• Aşağıdakileri tamamlayın
A. Metinde yazarın adını andığı giyim eşyalarını sırala.
B. Kayıtlarda "copper" dizesinin geçtiği bütün satırları bul ve her birini aynen aktar.

• Kaynak metin
Salı, Ocak 31, 2006

DT2-montum-çantam-atkım-ben ve ucube kahraman

Bugün yaptığım sunumlar çok iyi geçti ama çok yoruldum. Sabah çıkışlarımı almak için kalktım, işim ömrümü verdiğim, kanımı kurutan,artık çalışanlarıyla kanka olduğum, bu sayede ucuz atlattığım ozalitçide uzun sürer diye düşündüm. Bilseydim on dakikada biteceğini daha çok uyurdum. Yüküm haftasonuna göre daha azdı. Şu kışı ondan dolayı sevmiyorum. Kendimi mi taşiyim? Monttan dobidik olmus kollarıma cantamı mı takiyim? Nasıl takmalıyım ki kayıp kayıp durmasın? beni de sinir etmesin! Atkıyı çıkarsam üşürüm mecbur takıcam, eldivenimin teki mi düştü ne? aman buzda kaymayalım! gibi çelişkiler içerisinde bir de kocaman torbalarla çöpçü gibi otobüslere, vapurlara biniyorum. Yanıma da mümkünse kimse oturmasın o sırada. Ya da otursa da homurdanmasın. Bir keresinde içinde manken kafaları taşıdım o siyah poşetlerin. Bence cesetleri kesip kesip vapurda denize atıyormusum hissi uyandırıyordum bana tip tip bakan çoğu insanda. Poşetin arasından da ten rengi, ölü bakışlı, ifadesiz manken yüzleri gözüküyordu. Beni bir cani sanmasınlar diye masum bir balık bakışı atıyorum sabah sabah etrafa (gözlerim bazen şiş olabiliyor uykumu yatakta bıraktıysam ,artık ne kadar masum olabiliyorsam o sırada? idare biraz idare)Ama yaz öyle mi? Yıkıyorum ve çıkıyorum ohh ne rahat, saçımı da savuruyorum, hıhh!! ahaha.

Konum işaretleme veri kümesi alıntıları:
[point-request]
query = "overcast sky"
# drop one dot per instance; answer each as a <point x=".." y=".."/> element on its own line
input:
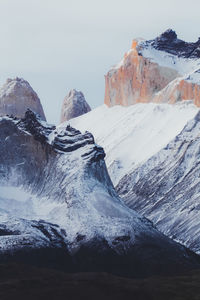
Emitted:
<point x="58" y="45"/>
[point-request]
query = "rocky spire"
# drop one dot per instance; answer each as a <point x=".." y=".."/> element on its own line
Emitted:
<point x="16" y="96"/>
<point x="74" y="105"/>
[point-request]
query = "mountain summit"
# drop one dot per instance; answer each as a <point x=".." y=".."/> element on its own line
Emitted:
<point x="74" y="105"/>
<point x="16" y="96"/>
<point x="163" y="70"/>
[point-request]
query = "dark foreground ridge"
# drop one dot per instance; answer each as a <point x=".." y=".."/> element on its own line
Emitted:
<point x="20" y="281"/>
<point x="89" y="229"/>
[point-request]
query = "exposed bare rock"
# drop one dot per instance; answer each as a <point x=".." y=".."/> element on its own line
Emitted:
<point x="16" y="96"/>
<point x="165" y="69"/>
<point x="74" y="105"/>
<point x="58" y="207"/>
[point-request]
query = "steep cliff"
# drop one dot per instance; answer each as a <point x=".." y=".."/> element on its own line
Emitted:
<point x="16" y="96"/>
<point x="58" y="206"/>
<point x="165" y="69"/>
<point x="166" y="187"/>
<point x="74" y="105"/>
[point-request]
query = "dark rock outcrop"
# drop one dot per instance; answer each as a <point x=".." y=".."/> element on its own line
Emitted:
<point x="16" y="96"/>
<point x="74" y="105"/>
<point x="64" y="211"/>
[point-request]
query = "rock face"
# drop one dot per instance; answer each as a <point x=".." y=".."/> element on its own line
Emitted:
<point x="166" y="187"/>
<point x="152" y="155"/>
<point x="74" y="105"/>
<point x="131" y="135"/>
<point x="58" y="206"/>
<point x="16" y="96"/>
<point x="165" y="69"/>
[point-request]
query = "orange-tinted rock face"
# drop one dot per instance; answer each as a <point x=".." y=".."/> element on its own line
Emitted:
<point x="138" y="79"/>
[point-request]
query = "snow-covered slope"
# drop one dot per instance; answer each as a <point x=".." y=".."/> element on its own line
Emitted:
<point x="166" y="188"/>
<point x="16" y="95"/>
<point x="131" y="135"/>
<point x="162" y="70"/>
<point x="55" y="193"/>
<point x="74" y="105"/>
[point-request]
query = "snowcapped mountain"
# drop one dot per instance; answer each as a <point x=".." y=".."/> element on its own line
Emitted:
<point x="131" y="135"/>
<point x="166" y="188"/>
<point x="58" y="204"/>
<point x="152" y="154"/>
<point x="163" y="70"/>
<point x="16" y="96"/>
<point x="74" y="105"/>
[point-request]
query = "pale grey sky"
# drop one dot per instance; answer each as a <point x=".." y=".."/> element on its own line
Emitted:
<point x="58" y="45"/>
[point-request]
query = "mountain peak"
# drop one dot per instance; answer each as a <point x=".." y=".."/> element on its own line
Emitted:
<point x="168" y="35"/>
<point x="74" y="105"/>
<point x="16" y="96"/>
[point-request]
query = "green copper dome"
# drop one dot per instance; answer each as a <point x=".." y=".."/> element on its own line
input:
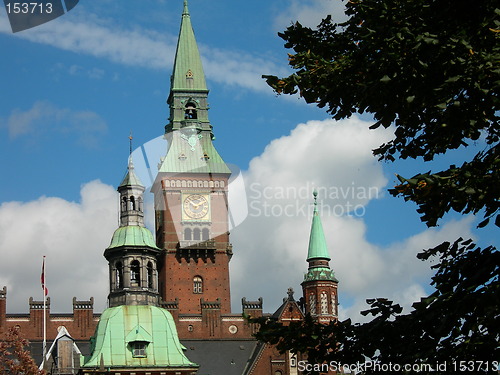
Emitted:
<point x="188" y="71"/>
<point x="136" y="337"/>
<point x="132" y="235"/>
<point x="317" y="243"/>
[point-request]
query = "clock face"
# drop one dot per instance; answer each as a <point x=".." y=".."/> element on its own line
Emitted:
<point x="196" y="206"/>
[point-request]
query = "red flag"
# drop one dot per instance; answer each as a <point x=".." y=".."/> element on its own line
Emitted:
<point x="42" y="279"/>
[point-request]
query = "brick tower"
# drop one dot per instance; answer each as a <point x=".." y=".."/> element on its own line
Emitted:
<point x="190" y="192"/>
<point x="319" y="285"/>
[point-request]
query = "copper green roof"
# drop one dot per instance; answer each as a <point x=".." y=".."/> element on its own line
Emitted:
<point x="132" y="235"/>
<point x="188" y="71"/>
<point x="194" y="153"/>
<point x="119" y="327"/>
<point x="320" y="273"/>
<point x="317" y="243"/>
<point x="130" y="178"/>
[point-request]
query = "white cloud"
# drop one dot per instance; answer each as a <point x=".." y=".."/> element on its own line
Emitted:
<point x="333" y="157"/>
<point x="71" y="235"/>
<point x="310" y="12"/>
<point x="43" y="117"/>
<point x="269" y="247"/>
<point x="146" y="48"/>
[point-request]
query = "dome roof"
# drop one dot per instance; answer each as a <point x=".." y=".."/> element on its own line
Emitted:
<point x="124" y="329"/>
<point x="132" y="235"/>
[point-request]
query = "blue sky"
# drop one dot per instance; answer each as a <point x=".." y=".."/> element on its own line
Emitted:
<point x="73" y="89"/>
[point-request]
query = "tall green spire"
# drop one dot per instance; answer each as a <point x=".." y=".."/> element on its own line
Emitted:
<point x="317" y="243"/>
<point x="189" y="132"/>
<point x="188" y="71"/>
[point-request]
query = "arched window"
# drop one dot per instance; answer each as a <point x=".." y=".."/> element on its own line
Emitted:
<point x="205" y="234"/>
<point x="312" y="304"/>
<point x="197" y="285"/>
<point x="135" y="272"/>
<point x="190" y="112"/>
<point x="196" y="234"/>
<point x="150" y="275"/>
<point x="334" y="304"/>
<point x="119" y="275"/>
<point x="139" y="349"/>
<point x="324" y="303"/>
<point x="124" y="204"/>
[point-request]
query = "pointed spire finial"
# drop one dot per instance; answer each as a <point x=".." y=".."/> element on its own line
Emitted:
<point x="130" y="140"/>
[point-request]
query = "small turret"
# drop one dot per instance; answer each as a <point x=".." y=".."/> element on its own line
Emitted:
<point x="132" y="252"/>
<point x="320" y="284"/>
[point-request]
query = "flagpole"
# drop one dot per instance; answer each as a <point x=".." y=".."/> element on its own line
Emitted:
<point x="44" y="291"/>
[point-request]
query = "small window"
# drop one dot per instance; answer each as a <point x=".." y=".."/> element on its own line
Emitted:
<point x="205" y="234"/>
<point x="135" y="269"/>
<point x="324" y="303"/>
<point x="119" y="275"/>
<point x="139" y="349"/>
<point x="312" y="304"/>
<point x="150" y="275"/>
<point x="190" y="111"/>
<point x="196" y="234"/>
<point x="197" y="285"/>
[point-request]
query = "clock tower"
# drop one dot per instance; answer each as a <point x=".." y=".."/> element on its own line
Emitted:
<point x="190" y="192"/>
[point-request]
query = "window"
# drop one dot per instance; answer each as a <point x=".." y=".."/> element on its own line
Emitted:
<point x="196" y="234"/>
<point x="197" y="285"/>
<point x="119" y="275"/>
<point x="190" y="112"/>
<point x="124" y="204"/>
<point x="205" y="234"/>
<point x="312" y="304"/>
<point x="139" y="349"/>
<point x="150" y="275"/>
<point x="334" y="304"/>
<point x="135" y="272"/>
<point x="324" y="303"/>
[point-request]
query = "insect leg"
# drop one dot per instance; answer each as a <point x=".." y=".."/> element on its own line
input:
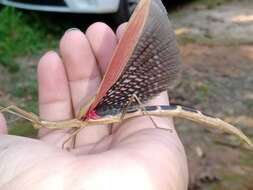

• Görev yanıtları
A. Mont, atkı, eldiven

B.
query = "green copper dome"
query = "copper green roof"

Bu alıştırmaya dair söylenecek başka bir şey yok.